### Exercise prompt
From the first line to the last, restate the data word for word.

══════════════════════════════

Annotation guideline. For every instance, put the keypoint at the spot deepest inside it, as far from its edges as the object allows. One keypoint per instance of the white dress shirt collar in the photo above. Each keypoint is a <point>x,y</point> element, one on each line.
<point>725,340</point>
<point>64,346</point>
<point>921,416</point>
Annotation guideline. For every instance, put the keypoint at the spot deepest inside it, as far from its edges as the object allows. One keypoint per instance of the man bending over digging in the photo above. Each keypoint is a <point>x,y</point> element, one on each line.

══════════════════════════════

### Response for this exercise
Annotation guideline. For every instance, put the keypoint at the spot deepest inside it, as far from its edges as the object allows. One keypoint per instance of the white dress shirt collar in the photo above. Each keypoint is a <point>x,y</point> element, one on each line.
<point>725,340</point>
<point>64,346</point>
<point>921,416</point>
Annotation guideline. For every instance, put the keypoint at the spot deepest inside it, as far from its edges as the object allows. One keypoint per instance of the man bending over digging in the photo above. Each keypoint is a <point>x,y</point> element, one on each line.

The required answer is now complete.